** Consigne de l'exercice **
Recopiez intégralement l'extrait ci-dessous sur la rénovation des logements, sans y changer quoi que ce soit.

** Extrait fourni **
Or la population installée en périphérie augmente 54 % plus vite que celle des villes, là encore selon le Baromètre de l’habitat sain 2018. De plus, le logement représente le premier poste de dépense et la part qu’il représente dans le budget est en hausse.

Les freins à lever pour voir une accélération de la rénovation

Il est tout d’abord nécessaire de communiquer sur l’avantage de la rénovation. Aujourd’hui il existe une méconnaissance économique avec une difficulté pour les propriétaires de calculer le rapport coût/bénéfice.

De plus, pour les chantiers de petites tailles, le coût de démarrage peut être excessif. Inciter les ménages est d’autant plus important que les capitaux privés représentent 30 billions d’euros et 71 % des ménages en Europe sont capable de financer des projets de rénovation à 75.000 euros. Ce déblocage de l’épargne doit s’accompagner de politiques ambitieuses pour que l’ensemble des rénovations soit pour aller vers des Bâtiments Base Consommation (BBC) ou mieux encore à énergie passive (bâtiment qui ne consomme pas plus d’énergie que celle qu’il produit) voire positive (bâtiment qui produit plus d’énergie qu’il n’en consomme).

** Données fournies **
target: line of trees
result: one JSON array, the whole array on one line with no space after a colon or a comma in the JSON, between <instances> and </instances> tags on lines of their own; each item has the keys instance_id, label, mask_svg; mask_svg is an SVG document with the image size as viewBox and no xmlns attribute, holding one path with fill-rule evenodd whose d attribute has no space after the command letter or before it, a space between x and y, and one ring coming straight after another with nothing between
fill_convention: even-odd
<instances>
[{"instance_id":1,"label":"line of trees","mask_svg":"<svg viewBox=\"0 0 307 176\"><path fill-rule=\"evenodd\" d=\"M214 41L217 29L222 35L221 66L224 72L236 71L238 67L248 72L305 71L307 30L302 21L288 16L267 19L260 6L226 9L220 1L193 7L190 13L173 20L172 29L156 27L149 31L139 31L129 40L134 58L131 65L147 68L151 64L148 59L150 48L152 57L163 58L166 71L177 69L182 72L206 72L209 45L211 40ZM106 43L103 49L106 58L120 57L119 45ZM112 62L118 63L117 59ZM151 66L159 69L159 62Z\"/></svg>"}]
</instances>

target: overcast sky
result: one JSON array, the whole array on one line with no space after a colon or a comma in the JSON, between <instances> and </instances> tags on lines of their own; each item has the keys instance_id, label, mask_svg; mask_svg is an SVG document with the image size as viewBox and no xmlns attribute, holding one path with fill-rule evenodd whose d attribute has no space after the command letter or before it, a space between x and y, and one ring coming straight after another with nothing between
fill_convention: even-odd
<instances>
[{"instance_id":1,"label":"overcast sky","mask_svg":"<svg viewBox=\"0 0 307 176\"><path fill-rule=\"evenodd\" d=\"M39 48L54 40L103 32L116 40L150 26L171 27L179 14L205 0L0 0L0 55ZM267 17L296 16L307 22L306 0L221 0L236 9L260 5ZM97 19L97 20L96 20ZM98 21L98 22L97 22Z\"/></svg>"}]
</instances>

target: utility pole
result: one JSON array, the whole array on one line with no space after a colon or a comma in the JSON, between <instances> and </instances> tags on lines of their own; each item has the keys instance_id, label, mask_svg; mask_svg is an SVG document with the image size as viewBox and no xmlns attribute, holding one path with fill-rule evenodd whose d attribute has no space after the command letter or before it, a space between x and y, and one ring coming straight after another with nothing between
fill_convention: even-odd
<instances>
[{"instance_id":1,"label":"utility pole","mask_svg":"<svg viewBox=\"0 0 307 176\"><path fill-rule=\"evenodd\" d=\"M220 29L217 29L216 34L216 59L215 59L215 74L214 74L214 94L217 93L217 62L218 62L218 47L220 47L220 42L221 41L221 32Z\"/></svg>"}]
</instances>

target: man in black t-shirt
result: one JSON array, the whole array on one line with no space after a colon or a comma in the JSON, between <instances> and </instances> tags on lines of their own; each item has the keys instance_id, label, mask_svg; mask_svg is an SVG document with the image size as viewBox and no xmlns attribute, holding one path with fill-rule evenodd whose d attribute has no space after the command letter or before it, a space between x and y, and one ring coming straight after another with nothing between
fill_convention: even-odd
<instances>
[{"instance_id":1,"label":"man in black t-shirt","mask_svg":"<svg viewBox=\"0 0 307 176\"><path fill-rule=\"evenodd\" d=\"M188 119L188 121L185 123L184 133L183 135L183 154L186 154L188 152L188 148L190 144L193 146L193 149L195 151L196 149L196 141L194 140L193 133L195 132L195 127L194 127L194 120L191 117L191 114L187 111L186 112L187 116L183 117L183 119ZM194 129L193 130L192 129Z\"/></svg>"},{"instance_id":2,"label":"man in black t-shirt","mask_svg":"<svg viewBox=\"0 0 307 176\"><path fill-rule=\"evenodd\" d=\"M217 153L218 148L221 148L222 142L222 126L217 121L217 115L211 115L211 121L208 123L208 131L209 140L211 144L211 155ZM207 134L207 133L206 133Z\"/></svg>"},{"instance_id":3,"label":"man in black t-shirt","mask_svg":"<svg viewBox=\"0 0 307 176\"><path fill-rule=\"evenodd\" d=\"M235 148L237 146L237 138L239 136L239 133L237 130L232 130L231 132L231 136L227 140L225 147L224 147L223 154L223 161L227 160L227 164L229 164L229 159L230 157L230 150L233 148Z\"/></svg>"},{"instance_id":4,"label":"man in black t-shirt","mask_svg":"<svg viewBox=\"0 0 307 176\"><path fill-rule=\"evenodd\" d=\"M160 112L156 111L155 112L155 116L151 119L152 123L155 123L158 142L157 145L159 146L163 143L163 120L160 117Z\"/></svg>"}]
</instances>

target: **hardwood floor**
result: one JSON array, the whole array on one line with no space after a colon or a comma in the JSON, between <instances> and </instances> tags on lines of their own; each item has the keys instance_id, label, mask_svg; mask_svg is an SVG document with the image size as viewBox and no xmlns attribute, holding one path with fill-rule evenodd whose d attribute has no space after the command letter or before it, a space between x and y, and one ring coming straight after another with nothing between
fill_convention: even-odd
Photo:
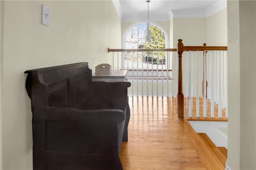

** Réponse attendue **
Or la population installée en périphérie augmente 54 % plus vite que celle des villes, là encore selon le Baromètre de l’habitat sain 2018. De plus, le logement représente le premier poste de dépense et la part qu’il représente dans le budget est en hausse.

Les freins à lever pour voir une accélération de la rénovation

Il est tout d’abord nécessaire de communiquer sur l’avantage de la rénovation. Aujourd’hui il existe une méconnaissance économique avec une difficulté pour les propriétaires de calculer le rapport coût/bénéfice.

De plus, pour les chantiers de petites tailles, le coût de démarrage peut être excessif. Inciter les ménages est d’autant plus important que les capitaux privés représentent 30 billions d’euros et 71 % des ménages en Europe sont capable de financer des projets de rénovation à 75.000 euros. Ce déblocage de l’épargne doit s’accompagner de politiques ambitieuses pour que l’ensemble des rénovations soit pour aller vers des Bâtiments Base Consommation (BBC) ou mieux encore à énergie passive (bâtiment qui ne consomme pas plus d’énergie que celle qu’il produit) voire positive (bâtiment qui produit plus d’énergie qu’il n’en consomme).